* MATERIAL FOR THIS TASK:
#####

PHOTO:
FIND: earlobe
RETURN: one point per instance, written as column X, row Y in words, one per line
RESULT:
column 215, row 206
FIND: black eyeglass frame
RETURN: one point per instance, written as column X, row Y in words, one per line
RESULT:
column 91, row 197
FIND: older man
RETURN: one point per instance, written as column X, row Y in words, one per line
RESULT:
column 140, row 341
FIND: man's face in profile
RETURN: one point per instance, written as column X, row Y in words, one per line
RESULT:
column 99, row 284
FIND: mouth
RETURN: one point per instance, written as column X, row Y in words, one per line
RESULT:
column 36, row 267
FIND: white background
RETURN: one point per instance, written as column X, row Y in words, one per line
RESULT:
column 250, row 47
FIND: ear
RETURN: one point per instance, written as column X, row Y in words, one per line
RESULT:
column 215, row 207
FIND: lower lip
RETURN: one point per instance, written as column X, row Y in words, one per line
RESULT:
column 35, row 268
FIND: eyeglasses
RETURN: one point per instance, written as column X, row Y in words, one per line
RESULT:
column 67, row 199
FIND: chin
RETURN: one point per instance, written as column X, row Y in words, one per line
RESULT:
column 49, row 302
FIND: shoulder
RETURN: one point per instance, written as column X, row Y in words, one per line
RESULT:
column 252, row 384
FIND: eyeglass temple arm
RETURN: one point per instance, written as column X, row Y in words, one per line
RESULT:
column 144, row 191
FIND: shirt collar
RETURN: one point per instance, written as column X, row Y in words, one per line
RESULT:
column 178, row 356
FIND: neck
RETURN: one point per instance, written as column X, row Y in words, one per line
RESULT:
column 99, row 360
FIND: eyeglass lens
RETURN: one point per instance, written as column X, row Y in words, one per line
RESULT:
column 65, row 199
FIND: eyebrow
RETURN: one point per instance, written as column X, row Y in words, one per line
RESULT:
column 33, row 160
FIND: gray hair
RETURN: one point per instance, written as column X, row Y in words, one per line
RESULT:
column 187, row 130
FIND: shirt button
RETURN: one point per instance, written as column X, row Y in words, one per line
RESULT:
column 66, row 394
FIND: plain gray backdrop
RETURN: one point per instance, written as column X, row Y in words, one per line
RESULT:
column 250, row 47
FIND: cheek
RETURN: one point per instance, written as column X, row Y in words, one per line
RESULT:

#####

Can you rewrite all of the items above with "FIND" changed to "LOCATE" wherever it appears, keeping everything else the same?

PHOTO:
LOCATE: earlobe
RETURN: one point per instance, written as column X, row Y in words, one per line
RESULT:
column 215, row 206
LOCATE: black eyeglass frame
RETURN: one point per instance, written as column X, row Y in words, one per line
RESULT:
column 91, row 197
LOCATE: older man
RETURN: one point per instance, written as column X, row Y in words, one per line
RESULT:
column 140, row 341
LOCATE: man's face in profile
RETURN: one point per instance, written as column X, row Y in words, one per line
RESULT:
column 99, row 284
LOCATE: mouth
RETURN: one point per instance, written as column X, row Y in words, one per line
RESULT:
column 36, row 267
LOCATE: white background
RETURN: one point per instance, written as column X, row Y in words, one per line
RESULT:
column 250, row 47
LOCATE: ear
RETURN: one point per instance, written as column X, row Y in words, one per line
RESULT:
column 215, row 207
LOCATE: lower lip
RETURN: one point per instance, written as column X, row Y in words, one per line
RESULT:
column 35, row 268
LOCATE: eyeglasses
RETURN: one point per instance, written as column X, row Y in words, one per line
RESULT:
column 67, row 199
LOCATE: chin
RETURN: one point per instance, written as column X, row Y in words, one per line
RESULT:
column 49, row 302
LOCATE: shoulder
RETURN: one point per instance, written as column X, row Y in words, one per line
RESULT:
column 252, row 384
LOCATE: eyeglass temple arm
RETURN: one point per instance, written as column X, row Y in words, one per line
RESULT:
column 144, row 191
LOCATE: shirt collar
RETURN: one point per instance, written as column X, row Y in words, one per line
RESULT:
column 178, row 356
LOCATE: neck
RETURN: one point per instance, written as column X, row Y in words, one per line
RESULT:
column 99, row 360
LOCATE: eyeglass lens
RETURN: one point per instance, written as column X, row Y in words, one per line
RESULT:
column 65, row 199
LOCATE: eyebrow
RETURN: one point per instance, written as column X, row Y in words, one per line
RESULT:
column 33, row 160
LOCATE: gray hair
RETURN: one point per instance, written as column X, row Y in words, one per line
RESULT:
column 187, row 130
LOCATE: shirt button
RETURN: one point per instance, written as column X, row Y in words, one per line
RESULT:
column 66, row 394
LOCATE: plain gray backdrop
RETURN: one point per instance, written as column X, row Y in words, one per line
RESULT:
column 250, row 47
LOCATE: cheek
RETURN: one point per instance, written as column X, row Y in words, one per line
RESULT:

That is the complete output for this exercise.